━━━ Исходный текст ━━━

Глядь, Ан с востока лезет рать!

Приписываемая Ершову «Сцена в лагере» (далее: «Сцена»), конечно, патриотическое произведение, в котором уместно упоминается Бонапарт, разбитый во время Отечественной войны 1812-го года. В то же время если учесть её название и схему сюжета, то можно обнаружить истоки в виде стихотворения Жуковского «Певец в стане русских воинов», написанном во всё том же 1812-м году. Тем более что и само по себе слово «лагерь», по Далю, это «стан, становище» или «воинский табор». Свою патриотическую тему Жуковский, как известно, продолжил в 1831-м году стихотворением «Старая песня на новый лад», изданном в брошюре под названием «На взятие Варшавы. Три стихотворения В.Жуковского и А.Пушкина». Ну, а поскольку «всё познаётся в сравнении», то мы, сравнивая содержание обоих произведений, можем увидеть странность. Так, Жуковский, живший, как и Ершов, в Петербурге, упоминает не только войну с Наполеоном, которая относится к теме его «старой песни» про «Певца в стане русских воинов», но и обе закавказские войны, предшествующие польскому восстанию, а вот в «Сцене» Русско-Персидская война пропущена, хотя и длилась она дольше, чем Русско-Турецкая. В чём дело? Почему пропущена война с персами?!
Ответить на этот вопрос ершоведы вряд ли смогут, поскольку для студента Ершова и война с персами, и война с турками были одинаково удалёнными как по месту их проведения, так и по всем другим обстоятельствам. Тем более что ни он, ни его родственники и друзья никакого отношения к войнам в целом, да и к военной службе не имели, о чём см. главу «Из ничего не выйдет ничего».
Однако если этот вопрос обратить к Пушкину, то многое становится на свои места, поскольку в его жизни Русско-Турецкая война, на которую он стремился с момента её начала и в которой, несмотря на отказ царя допустить на военную службу, всё же немного поучаствовал, значила много, а вот Русско-Персидская крайне мало. Да и знал он о ней плохо, несмотря на то, что с персами воевал его брат. А дело было в том, что Лев Сергеевич письма писал редко, из-за чего Пушкин укорял его: «Что ты мне не пишешь, и что не пишет ко мне твой командир? … Кончилась ли у вас война?» (1). Ну, а поскольку о войне с персами Пушкин знал понаслышке, то, кажется, можно предположить, что он «забыл» её, что для формулы «Жизнь поэта в его стихах» может быть закономерным.
Но это только кажется, поскольку немедленно возникает вопрос: а как же Пушкин с его прекрасной памятью мог позабыть войну с персами? Нет, тут что-то не то! Тем более что относительно недавно, т.е. в 1831-м году, в стихотворении «Бородинская годовщина», напечатанном вместе со стихотворением Жуковского в брошюре «На взятие Варшавы», Пушкин помнил эту войну и по примеру своего учителя упомянул её вместе с Русско-Турецкой? И поэтому мы тянем ниточку дальше и спрашиваем: а уж не отбросил ли Пушкин эту войну с целью привлечь к этому странному «отбросу» внимание будущих исследователей? Но если это так, то в соответствии с методом его творческой бережливости, который я иногда называю «методом Пушкин-Плюшкин», война с персами не должна пропасть, а может находиться в его произведениях. Но в каких именно?!

━━━

- **Задание**
Продолжите статью о «Сцене в лагере» и пропущенной в ней войне с персами, начав сразу после последнего предложения статьи. Приведённые далее строки представляют собой самостоятельный материал.

━━━ Исходные данные ━━━

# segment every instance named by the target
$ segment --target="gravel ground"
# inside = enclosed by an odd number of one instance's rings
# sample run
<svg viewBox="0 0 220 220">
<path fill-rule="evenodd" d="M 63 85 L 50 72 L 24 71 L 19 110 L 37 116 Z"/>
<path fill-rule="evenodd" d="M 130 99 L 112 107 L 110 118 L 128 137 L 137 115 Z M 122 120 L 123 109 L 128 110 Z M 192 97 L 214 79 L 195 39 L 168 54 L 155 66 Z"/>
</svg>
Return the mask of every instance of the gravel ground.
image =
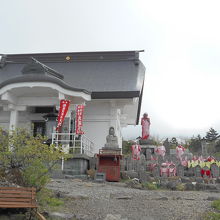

━━━

- **Ответ**
Начинаем поиск, как всегда, с ближнего круга. Ну, а поскольку «Сцена» датируется 1833-м годом, то именно в произведениях этого года, который пушкинисты справедливо называют «годом пушкинской сказки», надеемся найти соответствующий «отброс». Ищем-ищем... и да вот же он, намёк на войну с персами! И именно в той сказке, концовка которой всем известна: «Сказка ложь, да в ней намёк! Добрым молодцам урок». И нам понятно, что намёки в «Золотом петушке» скрытые, а по причине незнания пушкинистами приёмов Великого мистификатора до сих пор ими не разгаданы.
А теперь берём «Золотого петушка» и слова оттуда: «Ан с востока лезет рать», после чего спрашиваем: а какую именно «рать» подразумевает автор? Ответ таков: в данном случае «рать с востока» у Пушкина может быть только персидской. Почему? Да потому, что Русско-Персидская война началась 16-го июля 1826-го года с ВТОРЖЕНИЯ персов в Закавказье, т.е. менее чем за два месяца до первой встречи Николая I и Пушкина, которая произошла 8-го сентября 1826-го года. Намёк же на эту встречу в «Золотом петушке» содержится в описании первого общения Дадона и мудреца. И мы начинаем понимать подтекст этой сказки, поскольку ранее уже нашли Николая I под маской Дадона (об этом подозревала ещё Анна Ахматова!), а Пушкина – под маской мудреца. И нам сразу же становится понятен намёк, связанный с этим мудрецом и Дадоном, который «Шлёт за ним гонца с поклоном», поскольку эта ситуация полностью перекликается с инициативой Николая I по доставке Пушкина в Москву «под надзором фельдфебеля, не в виде арестанта». Ну, а если «не в виде арестанта», то можно сказать, что очень даже и вежливо, т.е. - «с поклоном».
Ничего этого в «Легенде об арабском звездочёте» В.Ирвинга, которую Пушкин использовал в качестве источника, нет, поскольку там сказано: «ко двору вконец растерянного и расстроенного Абен Габуза явился некий арабский старец-знахарь», из чего видно, что инициативу встречи с мавританским царём проявил сам звездочёт. Изменение же, хоть и микроскопическое, позволило Пушкину создать намёк на обстоятельства своей жизни.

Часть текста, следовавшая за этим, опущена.